BEGIN Material to process
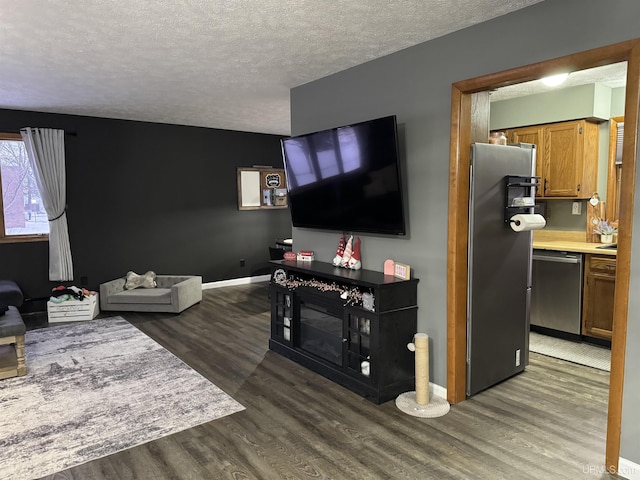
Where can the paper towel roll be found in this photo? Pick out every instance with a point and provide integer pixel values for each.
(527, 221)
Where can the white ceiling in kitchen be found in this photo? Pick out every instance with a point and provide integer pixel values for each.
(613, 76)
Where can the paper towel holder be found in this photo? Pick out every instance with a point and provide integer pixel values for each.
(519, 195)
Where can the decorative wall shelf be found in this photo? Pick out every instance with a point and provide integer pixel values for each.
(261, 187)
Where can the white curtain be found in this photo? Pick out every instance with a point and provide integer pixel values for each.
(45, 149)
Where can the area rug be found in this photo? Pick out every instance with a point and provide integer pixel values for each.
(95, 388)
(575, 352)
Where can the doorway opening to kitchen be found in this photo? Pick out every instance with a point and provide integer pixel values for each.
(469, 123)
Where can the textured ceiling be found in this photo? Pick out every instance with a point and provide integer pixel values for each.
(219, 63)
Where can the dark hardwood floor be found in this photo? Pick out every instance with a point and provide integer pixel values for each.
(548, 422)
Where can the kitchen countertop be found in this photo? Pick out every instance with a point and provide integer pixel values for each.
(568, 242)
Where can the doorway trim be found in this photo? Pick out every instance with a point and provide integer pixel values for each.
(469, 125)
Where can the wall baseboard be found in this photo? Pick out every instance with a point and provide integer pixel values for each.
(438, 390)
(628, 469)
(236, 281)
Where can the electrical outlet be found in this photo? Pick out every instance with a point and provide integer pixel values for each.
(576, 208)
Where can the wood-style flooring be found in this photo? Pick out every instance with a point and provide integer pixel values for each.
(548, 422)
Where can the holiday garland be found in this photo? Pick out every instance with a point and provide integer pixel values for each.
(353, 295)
END Material to process
» **Your goal**
Please retype the data exactly. The pictures do not go in.

» **Answer for this exercise**
Where can the paper towel roll be found in this photo? Pick out every instance with a point and provide integer pixel values for each.
(527, 221)
Where can the white ceiling in kitchen be found in this photo? Pick out every instance with a point and provide integer pixel values for each.
(613, 76)
Where can the paper towel holder be found in this photo? Pick out every instance with a point and provide integer pixel values for each.
(519, 195)
Where can the decorative wall shelf be found in this photo? Pick out every instance with a point and provide integer pixel values for each.
(261, 187)
Where can the white curtain be found in this photo? Pick out every instance with a point and provide integer pixel values for each.
(45, 149)
Where can the area rug be found in this photo? Pick out every instance with a point and provide integer pixel values for each.
(95, 388)
(575, 352)
Where can the doorway opening to kitchen be found in this photo? Pick out every instance with a point and provide integer pixel values for each.
(469, 123)
Where can the textured ceiling be found in this photo? Pick out every instance with a point and provide integer pixel values for each.
(219, 63)
Where can the dark hardwood floor be found in this photo? Pick out every instance with a point and provide integer pixel values for each.
(548, 422)
Where can the kitchen countertop be found in this photo? Pick out every instance with a point and provide integer pixel values for each.
(568, 242)
Where can the doorway trim be found in this photo? Pick out every instance with a point and provide integer pixel values for each.
(469, 125)
Where can the wall baseboard be found in this photo? Pick out every instance with a point and provide integer pixel values for each.
(438, 390)
(628, 469)
(236, 281)
Where can the electrical outlet be found in this photo? Pick out every instance with a point and provide integer pixel values for each.
(576, 208)
Where can the wood-style flooring be found in this photo? Pick out every instance with a point and provide integer pixel values for each.
(548, 422)
Where can the holiday garland be found in this photo? Pick out every instance with a point and provide integer pixel values for each.
(353, 295)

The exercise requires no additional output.